** GOAL **
Copy the data starting at the line that contains "# point at: white cloud" and ending at the line that contains "[(272, 174), (301, 378)]", swapping "lamp post" for "light pole" and changing nothing else. Leave the pictures out.

** EXERCISE DATA **

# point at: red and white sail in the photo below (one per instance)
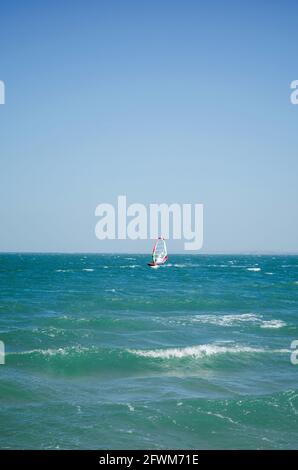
(159, 253)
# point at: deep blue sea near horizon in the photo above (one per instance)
(103, 352)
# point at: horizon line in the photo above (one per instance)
(227, 253)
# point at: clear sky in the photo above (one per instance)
(101, 94)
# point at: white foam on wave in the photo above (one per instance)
(229, 320)
(273, 324)
(200, 351)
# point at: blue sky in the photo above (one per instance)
(99, 94)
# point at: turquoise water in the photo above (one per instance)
(104, 352)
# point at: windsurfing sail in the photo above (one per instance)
(159, 253)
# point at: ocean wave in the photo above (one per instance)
(79, 360)
(230, 320)
(195, 351)
(273, 324)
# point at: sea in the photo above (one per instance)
(102, 352)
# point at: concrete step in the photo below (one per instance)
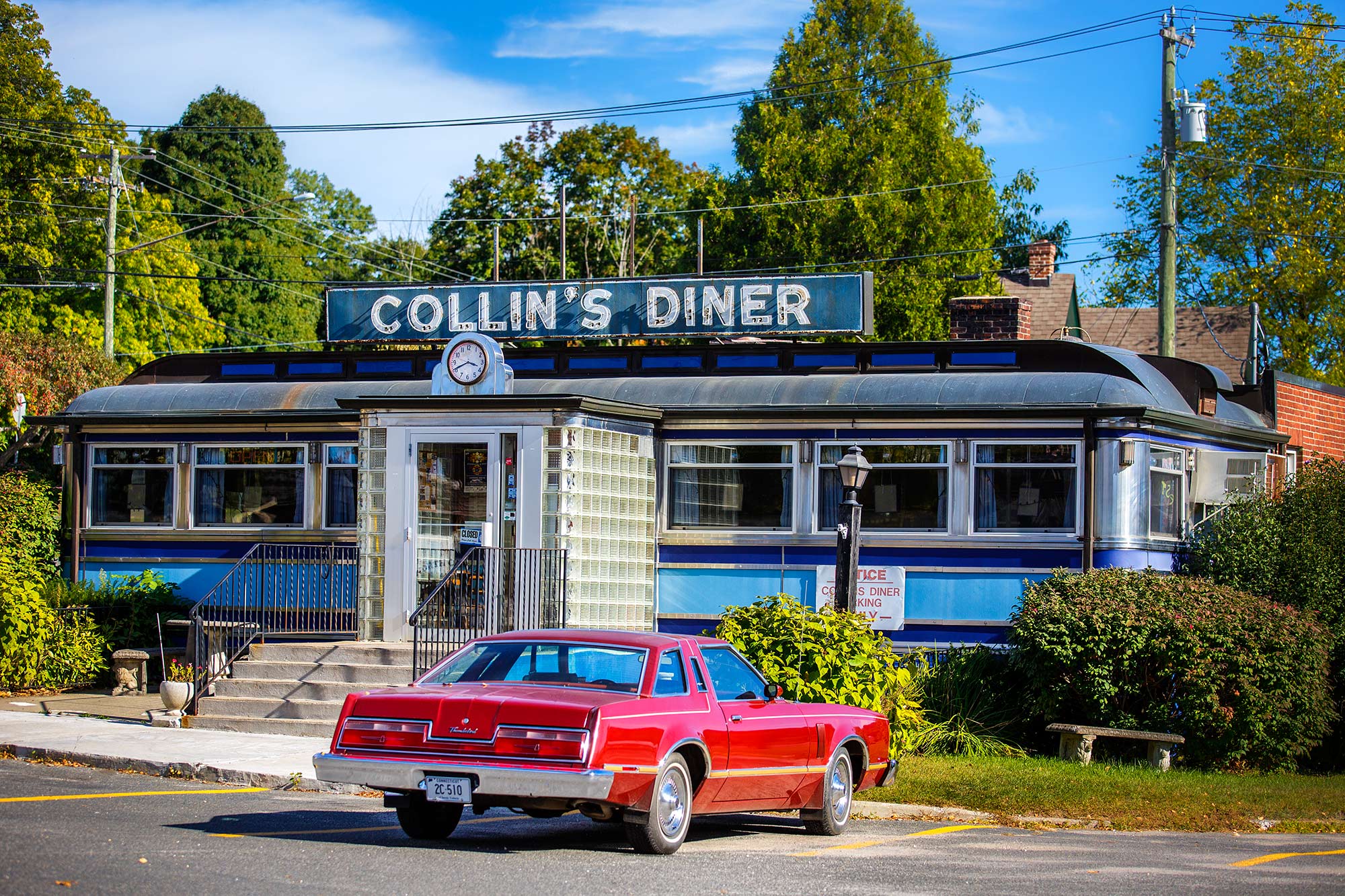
(362, 653)
(270, 708)
(283, 689)
(369, 676)
(295, 727)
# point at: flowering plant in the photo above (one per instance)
(182, 671)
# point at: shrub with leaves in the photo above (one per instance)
(1243, 678)
(825, 657)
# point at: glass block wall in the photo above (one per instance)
(372, 530)
(599, 503)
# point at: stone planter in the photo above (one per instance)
(176, 694)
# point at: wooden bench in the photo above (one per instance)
(1077, 743)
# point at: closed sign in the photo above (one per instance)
(880, 594)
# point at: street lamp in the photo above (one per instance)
(855, 470)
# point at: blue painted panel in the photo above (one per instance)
(599, 364)
(747, 361)
(315, 368)
(532, 364)
(984, 358)
(672, 362)
(902, 360)
(383, 366)
(248, 370)
(825, 361)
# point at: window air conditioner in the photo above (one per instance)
(1221, 474)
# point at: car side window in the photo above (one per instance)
(672, 676)
(731, 676)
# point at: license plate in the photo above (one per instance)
(449, 790)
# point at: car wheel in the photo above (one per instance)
(837, 798)
(670, 813)
(424, 819)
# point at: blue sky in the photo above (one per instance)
(1079, 120)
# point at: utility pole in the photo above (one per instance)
(115, 186)
(1168, 200)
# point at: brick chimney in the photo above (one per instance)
(991, 318)
(1042, 263)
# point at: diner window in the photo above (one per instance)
(1167, 493)
(341, 471)
(731, 486)
(907, 487)
(132, 486)
(1026, 487)
(249, 486)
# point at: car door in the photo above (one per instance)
(770, 743)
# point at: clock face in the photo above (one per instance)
(467, 362)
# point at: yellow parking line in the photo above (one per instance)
(950, 829)
(1276, 857)
(139, 792)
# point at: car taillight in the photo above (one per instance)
(541, 743)
(387, 735)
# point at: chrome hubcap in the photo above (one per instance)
(840, 790)
(673, 803)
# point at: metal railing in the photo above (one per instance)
(489, 591)
(274, 589)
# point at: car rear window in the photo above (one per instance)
(545, 663)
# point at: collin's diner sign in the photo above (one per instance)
(595, 309)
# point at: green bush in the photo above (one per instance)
(970, 705)
(30, 518)
(1243, 678)
(40, 645)
(825, 657)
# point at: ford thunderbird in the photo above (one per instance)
(645, 729)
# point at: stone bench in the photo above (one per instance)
(1077, 741)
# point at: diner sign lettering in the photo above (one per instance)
(595, 309)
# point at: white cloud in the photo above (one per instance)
(626, 29)
(1011, 126)
(302, 63)
(708, 139)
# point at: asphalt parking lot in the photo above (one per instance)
(106, 831)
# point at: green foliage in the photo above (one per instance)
(605, 169)
(970, 705)
(40, 645)
(825, 657)
(1243, 678)
(30, 520)
(1249, 205)
(128, 608)
(880, 143)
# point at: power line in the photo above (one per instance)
(662, 106)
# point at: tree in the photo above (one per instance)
(1253, 202)
(223, 158)
(609, 171)
(857, 107)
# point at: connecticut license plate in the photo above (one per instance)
(449, 790)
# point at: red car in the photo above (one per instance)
(641, 728)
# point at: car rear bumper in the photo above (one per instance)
(488, 779)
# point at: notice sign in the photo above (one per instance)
(880, 594)
(594, 309)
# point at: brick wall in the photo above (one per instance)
(1313, 415)
(991, 318)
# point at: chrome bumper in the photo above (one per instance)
(493, 780)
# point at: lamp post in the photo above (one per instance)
(855, 470)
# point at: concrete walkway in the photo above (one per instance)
(259, 760)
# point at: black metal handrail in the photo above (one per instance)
(489, 591)
(274, 589)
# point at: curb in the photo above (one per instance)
(185, 771)
(868, 809)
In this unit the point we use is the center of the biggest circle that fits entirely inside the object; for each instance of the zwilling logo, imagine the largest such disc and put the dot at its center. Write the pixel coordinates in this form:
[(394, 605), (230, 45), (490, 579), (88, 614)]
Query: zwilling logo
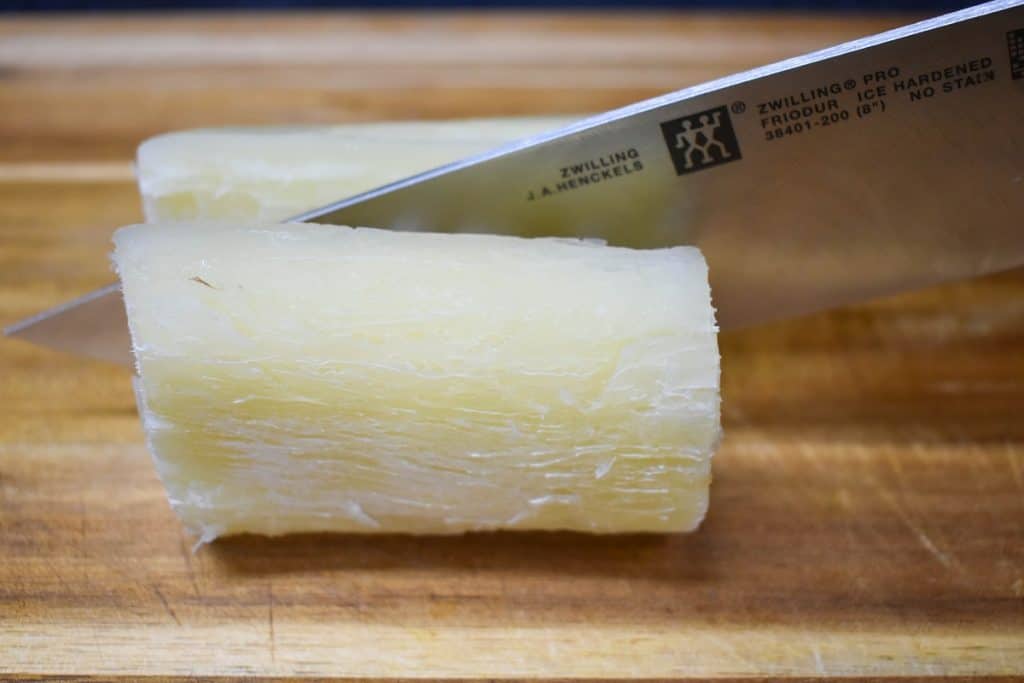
[(701, 140), (1015, 41)]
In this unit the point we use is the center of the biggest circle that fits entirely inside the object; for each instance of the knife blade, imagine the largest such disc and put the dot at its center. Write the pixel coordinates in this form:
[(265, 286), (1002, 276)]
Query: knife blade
[(884, 164)]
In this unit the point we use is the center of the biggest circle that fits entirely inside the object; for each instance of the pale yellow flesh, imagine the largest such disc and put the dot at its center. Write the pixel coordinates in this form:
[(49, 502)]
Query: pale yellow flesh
[(272, 174), (301, 378)]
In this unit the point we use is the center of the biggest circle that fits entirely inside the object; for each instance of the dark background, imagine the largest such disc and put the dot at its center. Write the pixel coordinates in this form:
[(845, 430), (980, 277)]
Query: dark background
[(933, 6)]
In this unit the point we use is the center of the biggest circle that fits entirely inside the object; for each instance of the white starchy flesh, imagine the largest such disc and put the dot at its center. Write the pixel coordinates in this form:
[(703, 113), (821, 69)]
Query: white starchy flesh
[(305, 378), (272, 174)]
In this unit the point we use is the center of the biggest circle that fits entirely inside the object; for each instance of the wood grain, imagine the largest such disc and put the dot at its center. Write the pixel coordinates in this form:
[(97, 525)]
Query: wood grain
[(867, 513)]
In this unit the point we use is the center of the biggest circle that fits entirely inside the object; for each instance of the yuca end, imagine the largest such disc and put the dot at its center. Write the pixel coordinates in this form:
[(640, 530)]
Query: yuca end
[(305, 378), (274, 173)]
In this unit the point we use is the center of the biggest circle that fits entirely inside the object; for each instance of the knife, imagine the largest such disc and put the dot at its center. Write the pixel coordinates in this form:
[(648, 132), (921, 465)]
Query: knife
[(884, 164)]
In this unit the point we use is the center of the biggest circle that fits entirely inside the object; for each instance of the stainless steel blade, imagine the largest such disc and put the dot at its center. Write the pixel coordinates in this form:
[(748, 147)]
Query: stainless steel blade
[(883, 164), (93, 326)]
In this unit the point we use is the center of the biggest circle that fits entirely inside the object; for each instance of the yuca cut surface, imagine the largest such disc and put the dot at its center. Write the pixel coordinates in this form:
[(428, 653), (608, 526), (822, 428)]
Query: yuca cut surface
[(305, 378)]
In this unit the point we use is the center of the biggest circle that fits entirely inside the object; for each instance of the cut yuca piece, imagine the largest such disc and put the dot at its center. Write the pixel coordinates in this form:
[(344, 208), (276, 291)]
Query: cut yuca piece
[(305, 378), (271, 174)]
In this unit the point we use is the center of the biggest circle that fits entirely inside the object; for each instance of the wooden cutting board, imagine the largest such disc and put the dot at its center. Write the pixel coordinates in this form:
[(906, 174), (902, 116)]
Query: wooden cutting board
[(867, 514)]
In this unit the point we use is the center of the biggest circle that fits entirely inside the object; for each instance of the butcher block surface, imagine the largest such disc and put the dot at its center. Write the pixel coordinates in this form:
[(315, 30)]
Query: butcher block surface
[(867, 510)]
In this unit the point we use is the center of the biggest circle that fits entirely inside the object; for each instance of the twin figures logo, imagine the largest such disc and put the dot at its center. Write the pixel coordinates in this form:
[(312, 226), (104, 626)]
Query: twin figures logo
[(701, 140)]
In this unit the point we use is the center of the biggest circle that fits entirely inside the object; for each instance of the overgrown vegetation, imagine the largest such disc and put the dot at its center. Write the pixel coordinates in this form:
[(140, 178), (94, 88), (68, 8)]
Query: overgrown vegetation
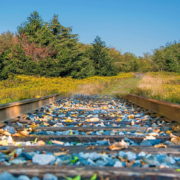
[(160, 85), (23, 87), (51, 50)]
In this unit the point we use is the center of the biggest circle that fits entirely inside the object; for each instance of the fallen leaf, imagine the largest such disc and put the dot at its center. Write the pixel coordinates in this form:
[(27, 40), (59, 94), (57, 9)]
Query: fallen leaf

** ANSWER **
# point at: white cloud in the photo above (one per instance)
(626, 29)
(1011, 126)
(302, 63)
(708, 139)
# point at: asphalt parking lot in the photo above (one per instance)
(106, 831)
# point at: green foliage in the photo above (one per instance)
(605, 169)
(970, 705)
(40, 645)
(825, 657)
(1243, 678)
(30, 520)
(1249, 205)
(128, 608)
(880, 143)
# point at: power line in the photo above (one per instance)
(662, 106)
# point at: tree in the photo above (one per instance)
(1253, 202)
(223, 158)
(609, 171)
(857, 107)
# point at: connecticut license plate in the photo above (one per instance)
(449, 790)
# point at: red car in the photo above (one per instance)
(641, 728)
# point at: car rear bumper in the photo above (one per instance)
(488, 779)
# point at: notice sign in the photo above (one per instance)
(880, 594)
(594, 309)
# point at: brick wall in the photo above (one per instance)
(1313, 415)
(991, 318)
# point at: chrome bumper in the photo above (one per instance)
(493, 780)
# point at: light pole in the photo above (one per instance)
(855, 470)
# point at: concrete walkway in the photo above (one per instance)
(259, 760)
# point at: black metal handrail in the photo above (one per instance)
(489, 591)
(274, 589)
# point at: curb in the photo above (one per instance)
(185, 771)
(868, 809)
In this unit the point we use is the center of the biggest circle that fits entirely inside the object; for each instance of the zwilling logo, imagine the largest such disc and put the dot at its center. Write the pixel coordinates in this form:
[(394, 605), (230, 45), (490, 579), (88, 614)]
Query: zwilling logo
[(701, 140), (1015, 41)]
In this unit the point we use is the center of the biggest circle that fits entirely inside the object; for each instance of the knife blade, imagine the largest such disc and put the dot at its center. Write the pixel coordinates in this form:
[(265, 286), (1002, 276)]
Query: knife blade
[(884, 164)]
In this unit the point we use is the center of the biggest circle that fits entirely inside the object; for each instance of the pale yellow flesh, imagine the largest such disc and put the dot at its center. Write the pixel coordinates in this form:
[(49, 502)]
Query: pale yellow flesh
[(272, 174), (301, 378)]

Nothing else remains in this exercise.